• Assignment: Would you transcribe the data word for word?
Dataset excerpts below:
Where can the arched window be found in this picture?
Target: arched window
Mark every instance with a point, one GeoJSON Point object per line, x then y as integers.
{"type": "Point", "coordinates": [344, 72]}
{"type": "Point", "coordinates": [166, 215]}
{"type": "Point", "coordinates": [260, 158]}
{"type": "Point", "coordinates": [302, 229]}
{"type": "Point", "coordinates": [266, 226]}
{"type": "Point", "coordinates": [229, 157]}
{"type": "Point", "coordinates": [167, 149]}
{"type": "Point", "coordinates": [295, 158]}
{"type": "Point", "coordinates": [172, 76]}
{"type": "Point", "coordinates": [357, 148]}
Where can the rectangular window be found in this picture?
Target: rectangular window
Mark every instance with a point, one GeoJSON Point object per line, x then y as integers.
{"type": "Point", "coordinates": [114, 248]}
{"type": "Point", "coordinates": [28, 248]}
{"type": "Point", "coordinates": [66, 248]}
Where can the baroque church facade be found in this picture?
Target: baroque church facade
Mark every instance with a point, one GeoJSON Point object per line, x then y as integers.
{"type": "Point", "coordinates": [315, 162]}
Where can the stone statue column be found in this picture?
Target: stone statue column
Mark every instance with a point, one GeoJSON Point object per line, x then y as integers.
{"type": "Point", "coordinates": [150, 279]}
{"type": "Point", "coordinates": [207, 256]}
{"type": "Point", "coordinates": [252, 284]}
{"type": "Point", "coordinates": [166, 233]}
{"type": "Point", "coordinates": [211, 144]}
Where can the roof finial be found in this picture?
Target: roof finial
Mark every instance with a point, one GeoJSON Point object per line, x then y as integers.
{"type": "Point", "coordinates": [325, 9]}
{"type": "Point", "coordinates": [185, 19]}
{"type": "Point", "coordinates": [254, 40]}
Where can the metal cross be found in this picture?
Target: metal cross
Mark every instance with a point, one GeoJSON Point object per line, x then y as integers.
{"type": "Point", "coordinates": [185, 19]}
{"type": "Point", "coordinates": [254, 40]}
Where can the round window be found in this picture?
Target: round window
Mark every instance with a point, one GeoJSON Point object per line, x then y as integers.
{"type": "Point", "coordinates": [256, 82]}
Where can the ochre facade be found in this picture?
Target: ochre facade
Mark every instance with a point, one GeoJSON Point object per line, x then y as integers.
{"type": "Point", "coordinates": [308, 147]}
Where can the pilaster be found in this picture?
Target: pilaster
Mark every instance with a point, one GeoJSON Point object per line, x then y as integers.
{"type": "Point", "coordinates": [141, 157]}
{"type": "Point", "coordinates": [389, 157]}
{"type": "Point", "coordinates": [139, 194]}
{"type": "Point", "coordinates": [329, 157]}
End of Dataset excerpts.
• Solution:
Where can the arched window be found in this picture?
Target: arched window
Mark every instance with a point, one GeoJSON Point object per line, x then y as integers.
{"type": "Point", "coordinates": [344, 72]}
{"type": "Point", "coordinates": [166, 215]}
{"type": "Point", "coordinates": [260, 158]}
{"type": "Point", "coordinates": [302, 229]}
{"type": "Point", "coordinates": [266, 226]}
{"type": "Point", "coordinates": [229, 157]}
{"type": "Point", "coordinates": [167, 149]}
{"type": "Point", "coordinates": [295, 158]}
{"type": "Point", "coordinates": [172, 76]}
{"type": "Point", "coordinates": [357, 148]}
Where can the rectangular window be found in this picture?
Target: rectangular window
Mark every instance with a point, one GeoJSON Point object per line, x then y as integers.
{"type": "Point", "coordinates": [114, 248]}
{"type": "Point", "coordinates": [28, 248]}
{"type": "Point", "coordinates": [66, 248]}
Where can the baroque church facade be found in this picture?
Target: baroque church facade
Mark every instance with a point, one GeoJSON Point object per line, x then y as integers.
{"type": "Point", "coordinates": [315, 162]}
Where can the stone statue column be found in this picture?
Target: stone statue column
Mark every instance with a point, one GeoJSON Point object per line, x then y as integers.
{"type": "Point", "coordinates": [150, 279]}
{"type": "Point", "coordinates": [207, 256]}
{"type": "Point", "coordinates": [252, 284]}
{"type": "Point", "coordinates": [166, 233]}
{"type": "Point", "coordinates": [211, 144]}
Where can the roof finial be found in this picture?
Target: roof finial
Mark every instance with a point, one GeoJSON Point object per line, x then y as integers.
{"type": "Point", "coordinates": [325, 9]}
{"type": "Point", "coordinates": [185, 19]}
{"type": "Point", "coordinates": [254, 40]}
Where can the metal cross be found in this picture?
Target: metal cross
Mark every instance with a point, one GeoJSON Point object per line, x then y as integers.
{"type": "Point", "coordinates": [185, 19]}
{"type": "Point", "coordinates": [254, 40]}
Where can the round window be found in this picture?
Target: round window
Mark every instance with a point, one GeoJSON Point object per line, x then y as integers.
{"type": "Point", "coordinates": [256, 82]}
Where can the ochre facade be found in this picture?
Target: ochre facade
Mark every instance with a point, one GeoJSON Point object per line, x then y as integers.
{"type": "Point", "coordinates": [308, 147]}
Where can the pilaster be found in this picture?
Target: pilaster
Mark every instance with a point, one GeoJSON Point object per line, x then y as integers.
{"type": "Point", "coordinates": [141, 157]}
{"type": "Point", "coordinates": [389, 157]}
{"type": "Point", "coordinates": [139, 194]}
{"type": "Point", "coordinates": [329, 157]}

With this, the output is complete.